### EXTRACT PROVIDED

........

Effects of alpha1-antitrypsin polymerisation on organelle structure and fluidity in hepatocytes

Individuals with alpha1-antitrypsin deficiency are at increased risk of lung and liver disease. The lung disease arises because blood levels of antitrypsin are too low to protect against damage caused by lung inflammation. The liver disease results from the accumulation of an abnormal form of antitrypsin inside a part of the liver cell called the endoplasmic reticulum (or ER for short). For reasons that remain unclear, the accumulation of polymers of antitrypsin within the ER increases the chances of an individual developing liver cirrhosis (scarring) or liver cancer. No current therapy targets the liver disease of antitrypsin deficiency. We wish to understand how antitrypsin polymers affect ER function, so that we can develop new liver-protective treatments.

........

### RECORDED DATA
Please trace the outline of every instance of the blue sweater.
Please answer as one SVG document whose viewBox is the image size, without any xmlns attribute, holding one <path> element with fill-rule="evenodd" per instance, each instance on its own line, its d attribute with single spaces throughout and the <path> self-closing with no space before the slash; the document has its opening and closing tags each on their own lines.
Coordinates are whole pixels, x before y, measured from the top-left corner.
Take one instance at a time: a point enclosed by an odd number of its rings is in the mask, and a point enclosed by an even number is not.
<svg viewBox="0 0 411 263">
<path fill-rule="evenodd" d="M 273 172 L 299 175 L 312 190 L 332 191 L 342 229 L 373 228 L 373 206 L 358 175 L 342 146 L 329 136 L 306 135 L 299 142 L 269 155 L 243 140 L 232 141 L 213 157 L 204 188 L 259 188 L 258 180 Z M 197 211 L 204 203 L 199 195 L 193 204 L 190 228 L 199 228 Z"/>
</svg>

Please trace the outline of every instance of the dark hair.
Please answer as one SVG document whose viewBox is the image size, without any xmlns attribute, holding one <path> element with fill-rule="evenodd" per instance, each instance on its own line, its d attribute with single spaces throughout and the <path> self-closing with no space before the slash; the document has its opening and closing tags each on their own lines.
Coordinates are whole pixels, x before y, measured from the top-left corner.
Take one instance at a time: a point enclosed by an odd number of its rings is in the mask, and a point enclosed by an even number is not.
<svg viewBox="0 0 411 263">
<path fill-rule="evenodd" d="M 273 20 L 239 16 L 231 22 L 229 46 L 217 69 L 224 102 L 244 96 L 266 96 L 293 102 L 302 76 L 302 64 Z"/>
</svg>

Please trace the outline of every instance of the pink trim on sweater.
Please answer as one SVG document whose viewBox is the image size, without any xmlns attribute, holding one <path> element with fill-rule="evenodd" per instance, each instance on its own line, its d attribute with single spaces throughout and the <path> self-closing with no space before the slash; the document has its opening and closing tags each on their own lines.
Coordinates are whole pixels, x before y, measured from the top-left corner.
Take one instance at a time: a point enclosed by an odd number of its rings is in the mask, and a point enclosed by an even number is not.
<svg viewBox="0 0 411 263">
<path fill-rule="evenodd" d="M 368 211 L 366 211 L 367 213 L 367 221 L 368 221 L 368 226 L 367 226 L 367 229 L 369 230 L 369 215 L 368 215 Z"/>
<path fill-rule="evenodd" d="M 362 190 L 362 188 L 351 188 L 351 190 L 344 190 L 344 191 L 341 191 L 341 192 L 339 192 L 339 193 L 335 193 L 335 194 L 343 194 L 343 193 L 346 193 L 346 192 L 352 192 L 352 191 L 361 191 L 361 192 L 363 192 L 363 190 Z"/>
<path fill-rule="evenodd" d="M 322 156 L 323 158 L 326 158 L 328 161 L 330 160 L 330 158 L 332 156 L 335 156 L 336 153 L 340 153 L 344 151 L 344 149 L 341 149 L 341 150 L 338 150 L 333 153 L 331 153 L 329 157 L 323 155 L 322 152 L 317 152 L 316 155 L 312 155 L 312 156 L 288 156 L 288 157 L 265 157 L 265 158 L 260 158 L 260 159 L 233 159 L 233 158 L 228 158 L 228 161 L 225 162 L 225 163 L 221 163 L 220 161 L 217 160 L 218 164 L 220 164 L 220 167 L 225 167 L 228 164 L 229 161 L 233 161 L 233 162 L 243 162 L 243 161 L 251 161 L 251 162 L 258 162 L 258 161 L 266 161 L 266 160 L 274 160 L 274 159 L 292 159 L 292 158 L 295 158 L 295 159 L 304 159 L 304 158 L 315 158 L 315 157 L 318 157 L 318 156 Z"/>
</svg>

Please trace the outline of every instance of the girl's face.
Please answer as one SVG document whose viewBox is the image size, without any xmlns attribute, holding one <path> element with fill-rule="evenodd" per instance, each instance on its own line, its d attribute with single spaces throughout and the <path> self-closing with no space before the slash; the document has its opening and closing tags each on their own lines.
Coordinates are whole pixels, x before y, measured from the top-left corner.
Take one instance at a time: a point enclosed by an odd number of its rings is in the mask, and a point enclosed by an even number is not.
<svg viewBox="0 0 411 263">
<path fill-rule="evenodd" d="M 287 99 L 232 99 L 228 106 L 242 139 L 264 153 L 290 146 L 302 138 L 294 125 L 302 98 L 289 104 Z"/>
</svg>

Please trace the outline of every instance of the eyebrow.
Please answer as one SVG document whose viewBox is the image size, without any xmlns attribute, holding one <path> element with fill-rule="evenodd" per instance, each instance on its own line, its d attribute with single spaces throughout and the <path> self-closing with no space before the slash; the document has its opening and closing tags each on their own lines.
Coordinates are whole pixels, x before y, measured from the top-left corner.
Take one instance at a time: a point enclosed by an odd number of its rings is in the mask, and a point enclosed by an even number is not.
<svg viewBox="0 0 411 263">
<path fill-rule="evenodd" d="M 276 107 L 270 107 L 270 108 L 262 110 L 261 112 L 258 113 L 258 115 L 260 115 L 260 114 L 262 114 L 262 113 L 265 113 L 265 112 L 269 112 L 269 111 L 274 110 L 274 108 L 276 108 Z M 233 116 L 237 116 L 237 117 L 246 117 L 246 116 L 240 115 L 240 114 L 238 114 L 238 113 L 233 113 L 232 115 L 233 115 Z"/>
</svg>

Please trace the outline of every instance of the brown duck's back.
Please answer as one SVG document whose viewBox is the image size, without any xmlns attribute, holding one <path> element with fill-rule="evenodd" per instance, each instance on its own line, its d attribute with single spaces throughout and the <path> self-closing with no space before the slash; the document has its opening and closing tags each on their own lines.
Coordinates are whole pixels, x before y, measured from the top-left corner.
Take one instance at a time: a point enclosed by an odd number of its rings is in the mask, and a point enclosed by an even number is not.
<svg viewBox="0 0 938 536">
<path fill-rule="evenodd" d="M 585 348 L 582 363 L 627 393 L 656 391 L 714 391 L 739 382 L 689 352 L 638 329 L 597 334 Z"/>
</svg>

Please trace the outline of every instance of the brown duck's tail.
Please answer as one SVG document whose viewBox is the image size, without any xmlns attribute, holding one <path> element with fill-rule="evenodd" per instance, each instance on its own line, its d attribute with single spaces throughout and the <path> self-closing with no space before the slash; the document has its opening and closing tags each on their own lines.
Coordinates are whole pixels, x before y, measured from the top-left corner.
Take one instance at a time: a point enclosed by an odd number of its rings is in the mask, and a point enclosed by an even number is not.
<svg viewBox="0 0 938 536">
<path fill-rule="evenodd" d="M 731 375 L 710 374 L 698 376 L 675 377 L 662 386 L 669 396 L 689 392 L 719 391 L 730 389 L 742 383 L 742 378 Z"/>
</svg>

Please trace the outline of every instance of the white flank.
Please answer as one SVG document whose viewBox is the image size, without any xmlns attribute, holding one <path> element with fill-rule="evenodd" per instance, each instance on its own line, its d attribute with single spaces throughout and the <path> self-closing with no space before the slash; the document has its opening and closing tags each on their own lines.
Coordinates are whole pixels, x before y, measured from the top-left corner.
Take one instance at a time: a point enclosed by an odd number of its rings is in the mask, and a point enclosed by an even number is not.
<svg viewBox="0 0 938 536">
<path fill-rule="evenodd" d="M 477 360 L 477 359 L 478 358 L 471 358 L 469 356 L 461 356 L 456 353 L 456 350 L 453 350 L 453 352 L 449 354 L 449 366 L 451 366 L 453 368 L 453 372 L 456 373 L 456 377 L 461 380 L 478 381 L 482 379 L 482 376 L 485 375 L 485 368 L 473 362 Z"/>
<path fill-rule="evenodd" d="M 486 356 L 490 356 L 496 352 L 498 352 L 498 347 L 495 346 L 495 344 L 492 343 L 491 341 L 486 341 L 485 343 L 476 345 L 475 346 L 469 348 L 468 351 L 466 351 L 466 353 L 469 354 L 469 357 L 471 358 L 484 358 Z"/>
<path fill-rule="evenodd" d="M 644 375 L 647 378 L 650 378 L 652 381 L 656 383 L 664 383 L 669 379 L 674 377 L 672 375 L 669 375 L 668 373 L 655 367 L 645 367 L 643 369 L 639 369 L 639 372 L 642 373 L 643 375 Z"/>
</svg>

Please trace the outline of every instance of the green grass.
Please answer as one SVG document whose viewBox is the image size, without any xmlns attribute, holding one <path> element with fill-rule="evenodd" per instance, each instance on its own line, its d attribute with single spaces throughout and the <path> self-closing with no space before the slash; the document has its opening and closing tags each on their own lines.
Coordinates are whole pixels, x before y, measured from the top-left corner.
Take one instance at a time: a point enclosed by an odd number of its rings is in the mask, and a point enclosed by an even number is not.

........

### EXERCISES TO COMPLETE
• A. From the alpha1-antitrypsin summary, extract the passage running from "Individuals with alpha1-antitrypsin" down to "new liver-protective treatments.".
• B. Translate this sentence from the alpha1-antitrypsin summary into Spanish: "No current therapy targets the liver disease of antitrypsin deficiency."

### RESULTS IN ORDER
• A.
Individuals with alpha1-antitrypsin deficiency are at increased risk of lung and liver disease. The lung disease arises because blood levels of antitrypsin are too low to protect against damage caused by lung inflammation. The liver disease results from the accumulation of an abnormal form of antitrypsin inside a part of the liver cell called the endoplasmic reticulum (or ER for short). For reasons that remain unclear, the accumulation of polymers of antitrypsin within the ER increases the chances of an individual developing liver cirrhosis (scarring) or liver cancer. No current therapy targets the liver disease of antitrypsin deficiency. We wish to understand how antitrypsin polymers affect ER function, so that we can develop new liver-protective treatments.

• B. Ninguna terapia actual se dirige a la enfermedad hepática de la deficiencia de antitripsina.